**Your instructions**
Print, please, the line that contains "A single marker falls on each instance of the red maple" and each line after it to the end of the entries, unchanged and with nothing else.

Begin Stored data

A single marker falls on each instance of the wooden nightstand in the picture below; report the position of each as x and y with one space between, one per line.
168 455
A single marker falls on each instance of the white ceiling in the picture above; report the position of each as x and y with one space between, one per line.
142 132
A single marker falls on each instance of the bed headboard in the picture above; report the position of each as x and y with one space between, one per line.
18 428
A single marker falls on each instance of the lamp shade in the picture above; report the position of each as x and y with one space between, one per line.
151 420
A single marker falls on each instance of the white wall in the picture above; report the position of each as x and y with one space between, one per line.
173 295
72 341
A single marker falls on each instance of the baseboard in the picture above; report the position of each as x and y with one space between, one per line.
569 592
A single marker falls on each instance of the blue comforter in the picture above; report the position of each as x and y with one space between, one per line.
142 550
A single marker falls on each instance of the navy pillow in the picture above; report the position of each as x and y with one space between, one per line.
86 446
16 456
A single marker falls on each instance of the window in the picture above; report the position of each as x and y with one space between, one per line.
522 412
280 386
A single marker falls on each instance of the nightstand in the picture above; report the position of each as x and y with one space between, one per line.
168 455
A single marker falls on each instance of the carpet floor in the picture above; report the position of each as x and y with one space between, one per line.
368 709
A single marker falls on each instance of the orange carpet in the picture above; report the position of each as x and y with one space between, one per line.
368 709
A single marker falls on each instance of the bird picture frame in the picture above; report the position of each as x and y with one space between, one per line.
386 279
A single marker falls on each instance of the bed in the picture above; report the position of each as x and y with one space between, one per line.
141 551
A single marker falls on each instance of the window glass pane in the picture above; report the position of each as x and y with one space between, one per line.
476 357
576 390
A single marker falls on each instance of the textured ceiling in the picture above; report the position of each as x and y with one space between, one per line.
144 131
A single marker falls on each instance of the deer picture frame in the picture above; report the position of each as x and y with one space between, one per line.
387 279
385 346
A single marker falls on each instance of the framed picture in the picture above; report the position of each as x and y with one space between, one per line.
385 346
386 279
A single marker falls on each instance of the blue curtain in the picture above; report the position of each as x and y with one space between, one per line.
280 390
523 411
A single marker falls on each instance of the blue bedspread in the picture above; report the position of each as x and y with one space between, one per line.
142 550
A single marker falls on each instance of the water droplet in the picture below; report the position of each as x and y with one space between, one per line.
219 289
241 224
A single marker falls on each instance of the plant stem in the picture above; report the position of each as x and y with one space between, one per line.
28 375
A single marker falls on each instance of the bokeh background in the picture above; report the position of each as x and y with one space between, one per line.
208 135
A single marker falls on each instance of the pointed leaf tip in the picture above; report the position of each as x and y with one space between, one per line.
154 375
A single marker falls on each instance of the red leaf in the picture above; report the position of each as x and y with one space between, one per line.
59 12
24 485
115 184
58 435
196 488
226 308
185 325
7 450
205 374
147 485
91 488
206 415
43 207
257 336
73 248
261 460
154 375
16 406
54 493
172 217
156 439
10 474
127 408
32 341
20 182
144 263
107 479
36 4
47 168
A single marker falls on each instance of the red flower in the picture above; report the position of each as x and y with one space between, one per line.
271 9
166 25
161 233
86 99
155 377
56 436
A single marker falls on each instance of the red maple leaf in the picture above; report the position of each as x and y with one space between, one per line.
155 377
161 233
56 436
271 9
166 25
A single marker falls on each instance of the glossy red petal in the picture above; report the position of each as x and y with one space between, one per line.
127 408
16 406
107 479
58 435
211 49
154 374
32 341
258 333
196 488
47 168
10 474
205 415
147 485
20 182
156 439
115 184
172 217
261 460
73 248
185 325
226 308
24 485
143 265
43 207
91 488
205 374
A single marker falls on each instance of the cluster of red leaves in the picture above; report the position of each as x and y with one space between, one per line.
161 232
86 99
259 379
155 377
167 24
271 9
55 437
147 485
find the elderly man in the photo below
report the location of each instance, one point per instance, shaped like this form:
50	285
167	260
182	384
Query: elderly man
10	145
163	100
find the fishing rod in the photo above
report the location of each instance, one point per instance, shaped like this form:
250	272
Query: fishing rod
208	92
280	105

End Stored data

**Task answer**
A single marker falls on each instance of the red maple leaf in the picture above; report the position of each as x and y with one space between, one per line.
155 377
161 233
56 436
271 9
166 25
A single marker falls on each instance of the glossy red petal in the picture above; report the position of each as x and y with one space between, one per line.
127 408
16 406
107 479
58 435
211 49
154 374
32 341
258 333
196 488
47 168
10 474
205 415
147 485
20 182
156 439
115 184
172 217
261 460
73 248
185 325
226 308
24 485
143 265
43 207
91 488
205 374
A single marker falls on each instance of the cluster of red leaves in the picture above; report the position of each as x and y with one space between, one per line.
161 232
86 99
259 379
155 377
167 24
271 9
55 437
147 485
find the elderly man in the photo below
report the location of each instance, one point per instance, shaped like this form:
50	285
167	260
182	384
Query: elderly man
10	145
163	100
find the fishing rod in the photo above
report the location of each instance, one point per instance, shaped like this form:
250	272
Query: fishing rod
208	92
280	105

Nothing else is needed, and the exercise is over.